(PROBLEM TO SOLVE): Transcribe, exactly as they appear, only the lines from the one holding "Wildlife-survey tagging: tag each instance of the woven" through the end of the entries below.

════════════════════

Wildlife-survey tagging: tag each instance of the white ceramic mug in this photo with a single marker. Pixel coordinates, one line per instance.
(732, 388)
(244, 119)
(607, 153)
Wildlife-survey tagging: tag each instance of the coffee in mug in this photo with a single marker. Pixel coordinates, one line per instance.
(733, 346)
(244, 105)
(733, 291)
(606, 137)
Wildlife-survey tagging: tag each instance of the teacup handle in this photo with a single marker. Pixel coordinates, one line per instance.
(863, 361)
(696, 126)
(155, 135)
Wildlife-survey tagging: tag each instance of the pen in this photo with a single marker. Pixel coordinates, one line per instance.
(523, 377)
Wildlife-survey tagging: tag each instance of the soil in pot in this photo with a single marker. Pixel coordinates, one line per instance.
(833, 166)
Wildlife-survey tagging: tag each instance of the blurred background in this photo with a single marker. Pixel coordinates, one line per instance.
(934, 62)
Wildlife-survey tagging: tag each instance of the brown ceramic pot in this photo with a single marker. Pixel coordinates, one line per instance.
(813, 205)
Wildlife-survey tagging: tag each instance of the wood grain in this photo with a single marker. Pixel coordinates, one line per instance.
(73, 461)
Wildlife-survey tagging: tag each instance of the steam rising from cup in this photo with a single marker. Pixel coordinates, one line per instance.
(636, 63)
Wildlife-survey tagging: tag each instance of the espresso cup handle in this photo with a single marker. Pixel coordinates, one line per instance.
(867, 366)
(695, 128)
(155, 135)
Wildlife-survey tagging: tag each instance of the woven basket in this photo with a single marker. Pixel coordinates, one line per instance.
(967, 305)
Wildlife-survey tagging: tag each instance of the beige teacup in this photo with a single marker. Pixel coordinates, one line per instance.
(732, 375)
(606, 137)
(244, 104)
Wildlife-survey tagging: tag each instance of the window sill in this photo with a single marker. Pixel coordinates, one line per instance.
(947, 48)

════════════════════

(RESPONSE TO THIS EXERCISE):
Wildlife-survey tagging: tag each instance of the woven basket in this photo with a single marker. Pixel coordinates, one line per instance.
(967, 305)
Wildlife-survey tagging: tag each instance of the beige teacup in this photo with a single marker. Pixel coordinates, one line per instance.
(732, 375)
(606, 137)
(244, 104)
Wildlife-survey tagging: tag each instance of the window sill in this photo with a single marker. Pixel coordinates, one line per instance.
(947, 48)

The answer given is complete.